What you have to do: Reproduce the data from its first line through the line containing "159], [47, 177]]", changing "metal gate" to "iron gate" and keeping everything else the same.

******

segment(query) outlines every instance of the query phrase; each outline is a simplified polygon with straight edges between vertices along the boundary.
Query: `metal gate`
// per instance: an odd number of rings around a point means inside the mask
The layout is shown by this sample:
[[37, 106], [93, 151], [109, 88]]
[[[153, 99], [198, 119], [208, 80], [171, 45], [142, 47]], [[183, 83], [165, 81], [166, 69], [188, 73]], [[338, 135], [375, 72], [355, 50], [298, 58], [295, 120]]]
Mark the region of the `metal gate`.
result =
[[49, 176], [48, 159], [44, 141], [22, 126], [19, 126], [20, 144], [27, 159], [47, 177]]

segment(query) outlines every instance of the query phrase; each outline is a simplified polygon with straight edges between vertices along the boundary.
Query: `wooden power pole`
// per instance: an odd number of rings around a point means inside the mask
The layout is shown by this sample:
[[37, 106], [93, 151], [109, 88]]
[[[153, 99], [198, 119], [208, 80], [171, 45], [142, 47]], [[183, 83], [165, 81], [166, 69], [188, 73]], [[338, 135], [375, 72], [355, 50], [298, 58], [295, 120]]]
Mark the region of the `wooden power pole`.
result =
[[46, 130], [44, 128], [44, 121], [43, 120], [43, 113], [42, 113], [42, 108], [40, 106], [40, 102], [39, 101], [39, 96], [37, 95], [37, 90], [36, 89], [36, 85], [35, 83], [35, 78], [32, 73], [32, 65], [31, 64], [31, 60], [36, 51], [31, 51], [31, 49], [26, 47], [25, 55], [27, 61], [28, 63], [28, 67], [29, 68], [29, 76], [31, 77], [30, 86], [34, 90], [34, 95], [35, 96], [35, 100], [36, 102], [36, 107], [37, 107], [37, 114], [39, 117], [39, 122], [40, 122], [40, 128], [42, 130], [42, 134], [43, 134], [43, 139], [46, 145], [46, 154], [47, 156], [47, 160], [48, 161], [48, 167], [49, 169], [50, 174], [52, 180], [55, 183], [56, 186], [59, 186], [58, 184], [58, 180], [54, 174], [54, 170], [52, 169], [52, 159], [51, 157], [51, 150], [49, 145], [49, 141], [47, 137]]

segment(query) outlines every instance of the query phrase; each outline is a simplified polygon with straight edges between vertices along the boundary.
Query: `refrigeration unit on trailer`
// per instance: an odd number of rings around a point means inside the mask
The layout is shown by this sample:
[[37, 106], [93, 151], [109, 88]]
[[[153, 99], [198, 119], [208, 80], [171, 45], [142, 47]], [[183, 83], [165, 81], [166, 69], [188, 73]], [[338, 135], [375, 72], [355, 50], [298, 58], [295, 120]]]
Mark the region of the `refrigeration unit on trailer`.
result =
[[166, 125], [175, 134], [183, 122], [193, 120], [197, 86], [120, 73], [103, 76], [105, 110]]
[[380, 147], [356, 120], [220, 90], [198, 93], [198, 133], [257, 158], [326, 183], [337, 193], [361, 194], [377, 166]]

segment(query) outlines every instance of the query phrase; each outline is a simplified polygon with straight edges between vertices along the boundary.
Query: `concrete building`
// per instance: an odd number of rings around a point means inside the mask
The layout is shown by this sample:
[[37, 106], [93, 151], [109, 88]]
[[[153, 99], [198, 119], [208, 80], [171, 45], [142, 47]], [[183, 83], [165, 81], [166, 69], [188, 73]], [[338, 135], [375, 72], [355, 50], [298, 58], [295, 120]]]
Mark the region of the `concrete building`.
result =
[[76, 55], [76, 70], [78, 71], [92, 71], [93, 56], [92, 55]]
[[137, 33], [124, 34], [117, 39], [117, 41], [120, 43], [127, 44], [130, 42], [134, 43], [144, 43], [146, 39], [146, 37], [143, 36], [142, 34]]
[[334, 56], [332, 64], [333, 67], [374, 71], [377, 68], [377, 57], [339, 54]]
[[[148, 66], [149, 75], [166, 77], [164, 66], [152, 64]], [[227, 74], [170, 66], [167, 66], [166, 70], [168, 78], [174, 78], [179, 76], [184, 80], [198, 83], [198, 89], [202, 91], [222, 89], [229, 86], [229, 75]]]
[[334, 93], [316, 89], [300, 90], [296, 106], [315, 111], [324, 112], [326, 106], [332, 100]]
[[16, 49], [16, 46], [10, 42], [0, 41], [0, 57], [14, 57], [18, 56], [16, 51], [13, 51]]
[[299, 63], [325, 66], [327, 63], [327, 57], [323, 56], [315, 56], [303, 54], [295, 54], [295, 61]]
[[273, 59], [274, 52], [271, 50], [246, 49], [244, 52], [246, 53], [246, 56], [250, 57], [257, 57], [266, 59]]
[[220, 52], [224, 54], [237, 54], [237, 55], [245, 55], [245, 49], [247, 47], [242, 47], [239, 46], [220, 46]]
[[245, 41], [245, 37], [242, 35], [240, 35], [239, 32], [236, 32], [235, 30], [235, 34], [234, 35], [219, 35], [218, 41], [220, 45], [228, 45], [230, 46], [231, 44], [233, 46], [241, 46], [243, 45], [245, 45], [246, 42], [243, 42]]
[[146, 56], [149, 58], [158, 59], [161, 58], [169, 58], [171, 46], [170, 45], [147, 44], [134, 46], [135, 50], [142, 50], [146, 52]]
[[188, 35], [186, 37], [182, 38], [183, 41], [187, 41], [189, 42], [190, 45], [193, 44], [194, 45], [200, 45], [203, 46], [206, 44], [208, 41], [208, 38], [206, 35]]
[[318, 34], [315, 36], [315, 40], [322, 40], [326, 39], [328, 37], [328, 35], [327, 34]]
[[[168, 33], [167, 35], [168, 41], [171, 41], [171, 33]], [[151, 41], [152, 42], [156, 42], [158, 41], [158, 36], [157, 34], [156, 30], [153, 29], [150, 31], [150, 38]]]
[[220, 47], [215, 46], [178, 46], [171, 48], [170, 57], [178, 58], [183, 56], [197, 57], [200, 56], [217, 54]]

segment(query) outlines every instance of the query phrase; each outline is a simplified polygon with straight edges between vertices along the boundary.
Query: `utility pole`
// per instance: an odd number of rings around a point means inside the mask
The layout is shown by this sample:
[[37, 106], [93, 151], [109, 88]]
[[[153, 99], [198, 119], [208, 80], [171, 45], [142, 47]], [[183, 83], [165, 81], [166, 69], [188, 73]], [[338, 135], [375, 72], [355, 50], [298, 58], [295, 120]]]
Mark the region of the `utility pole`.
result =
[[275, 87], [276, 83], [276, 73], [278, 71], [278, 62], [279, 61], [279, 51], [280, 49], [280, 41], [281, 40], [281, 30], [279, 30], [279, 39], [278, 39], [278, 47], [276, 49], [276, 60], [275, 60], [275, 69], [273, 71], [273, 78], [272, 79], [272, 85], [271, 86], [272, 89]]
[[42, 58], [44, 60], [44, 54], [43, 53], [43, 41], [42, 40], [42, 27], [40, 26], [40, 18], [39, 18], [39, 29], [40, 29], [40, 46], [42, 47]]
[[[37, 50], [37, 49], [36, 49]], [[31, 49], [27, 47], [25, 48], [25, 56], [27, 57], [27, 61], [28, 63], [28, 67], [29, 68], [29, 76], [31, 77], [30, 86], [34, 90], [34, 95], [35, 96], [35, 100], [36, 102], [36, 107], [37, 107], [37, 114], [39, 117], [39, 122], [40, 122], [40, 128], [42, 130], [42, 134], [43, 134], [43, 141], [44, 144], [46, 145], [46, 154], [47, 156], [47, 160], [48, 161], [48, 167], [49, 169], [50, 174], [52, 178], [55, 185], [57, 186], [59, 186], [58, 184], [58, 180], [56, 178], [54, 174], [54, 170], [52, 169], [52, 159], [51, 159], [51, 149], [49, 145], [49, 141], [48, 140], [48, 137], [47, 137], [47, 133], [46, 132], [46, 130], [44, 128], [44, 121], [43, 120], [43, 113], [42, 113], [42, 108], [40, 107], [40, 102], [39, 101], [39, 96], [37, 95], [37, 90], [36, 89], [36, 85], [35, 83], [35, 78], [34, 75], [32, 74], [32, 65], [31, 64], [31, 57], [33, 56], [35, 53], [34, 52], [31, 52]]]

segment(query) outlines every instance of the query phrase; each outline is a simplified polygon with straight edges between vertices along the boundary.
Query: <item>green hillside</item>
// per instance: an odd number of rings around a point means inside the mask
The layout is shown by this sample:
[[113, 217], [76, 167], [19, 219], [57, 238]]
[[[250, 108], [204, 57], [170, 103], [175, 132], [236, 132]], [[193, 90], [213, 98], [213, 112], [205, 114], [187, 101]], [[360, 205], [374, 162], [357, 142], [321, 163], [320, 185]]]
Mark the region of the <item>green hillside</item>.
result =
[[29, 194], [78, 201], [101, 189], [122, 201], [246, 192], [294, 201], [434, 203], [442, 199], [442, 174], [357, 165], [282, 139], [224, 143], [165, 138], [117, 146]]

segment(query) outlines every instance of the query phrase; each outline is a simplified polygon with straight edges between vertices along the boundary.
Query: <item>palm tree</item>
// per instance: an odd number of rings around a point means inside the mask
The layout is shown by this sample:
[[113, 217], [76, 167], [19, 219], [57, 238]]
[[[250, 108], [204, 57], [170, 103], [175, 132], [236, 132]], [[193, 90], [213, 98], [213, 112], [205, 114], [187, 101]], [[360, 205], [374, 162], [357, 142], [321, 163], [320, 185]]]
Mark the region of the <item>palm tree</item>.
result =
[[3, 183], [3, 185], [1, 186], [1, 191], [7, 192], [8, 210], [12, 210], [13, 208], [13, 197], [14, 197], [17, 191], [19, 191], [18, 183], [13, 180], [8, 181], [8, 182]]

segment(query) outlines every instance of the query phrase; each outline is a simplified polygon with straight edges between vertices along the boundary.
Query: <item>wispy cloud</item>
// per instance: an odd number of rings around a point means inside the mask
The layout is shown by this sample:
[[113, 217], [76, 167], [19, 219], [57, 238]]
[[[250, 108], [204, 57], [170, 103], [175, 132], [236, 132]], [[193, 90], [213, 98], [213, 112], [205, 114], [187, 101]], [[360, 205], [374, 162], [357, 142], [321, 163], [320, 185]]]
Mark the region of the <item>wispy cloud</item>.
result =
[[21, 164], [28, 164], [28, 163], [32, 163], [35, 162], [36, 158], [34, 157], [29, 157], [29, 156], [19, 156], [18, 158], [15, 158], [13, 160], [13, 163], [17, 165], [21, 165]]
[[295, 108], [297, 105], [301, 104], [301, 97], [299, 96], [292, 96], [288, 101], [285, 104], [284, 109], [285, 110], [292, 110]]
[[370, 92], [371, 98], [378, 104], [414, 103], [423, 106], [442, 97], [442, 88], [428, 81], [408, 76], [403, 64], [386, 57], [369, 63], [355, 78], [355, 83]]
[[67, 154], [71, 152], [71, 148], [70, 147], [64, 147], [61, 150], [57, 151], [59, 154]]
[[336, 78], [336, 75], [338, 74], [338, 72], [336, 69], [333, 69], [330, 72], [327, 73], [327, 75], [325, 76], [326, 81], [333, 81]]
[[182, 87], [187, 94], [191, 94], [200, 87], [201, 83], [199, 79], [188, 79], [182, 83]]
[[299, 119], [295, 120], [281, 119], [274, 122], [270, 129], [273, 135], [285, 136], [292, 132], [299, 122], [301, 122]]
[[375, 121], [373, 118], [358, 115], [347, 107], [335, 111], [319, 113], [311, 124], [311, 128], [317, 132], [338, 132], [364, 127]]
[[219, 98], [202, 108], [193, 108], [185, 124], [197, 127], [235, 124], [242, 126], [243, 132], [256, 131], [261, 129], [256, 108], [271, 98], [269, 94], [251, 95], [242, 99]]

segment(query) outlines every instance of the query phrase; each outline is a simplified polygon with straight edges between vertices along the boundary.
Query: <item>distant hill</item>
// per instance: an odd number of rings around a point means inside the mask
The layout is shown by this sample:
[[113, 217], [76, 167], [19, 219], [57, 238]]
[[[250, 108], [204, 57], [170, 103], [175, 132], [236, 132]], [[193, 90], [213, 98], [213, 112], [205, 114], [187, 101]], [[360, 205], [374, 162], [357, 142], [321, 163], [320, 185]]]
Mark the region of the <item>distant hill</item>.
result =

******

Response below:
segment(query) outlines every instance of the query phrase; each outline is a simplified polygon with straight edges between vertices along the boundary.
Query: `iron gate`
// per instance: an odd number of rings around a point means inside the mask
The layout is shown by this sample:
[[37, 106], [93, 151], [109, 88]]
[[[153, 99], [198, 119], [208, 80], [171, 45], [142, 47]], [[183, 83], [165, 81], [166, 69], [188, 73]], [[338, 135], [375, 72], [355, 50], [298, 58], [295, 120]]]
Mark the region of the `iron gate`.
result =
[[49, 176], [48, 159], [44, 141], [22, 126], [19, 126], [20, 144], [27, 159], [47, 177]]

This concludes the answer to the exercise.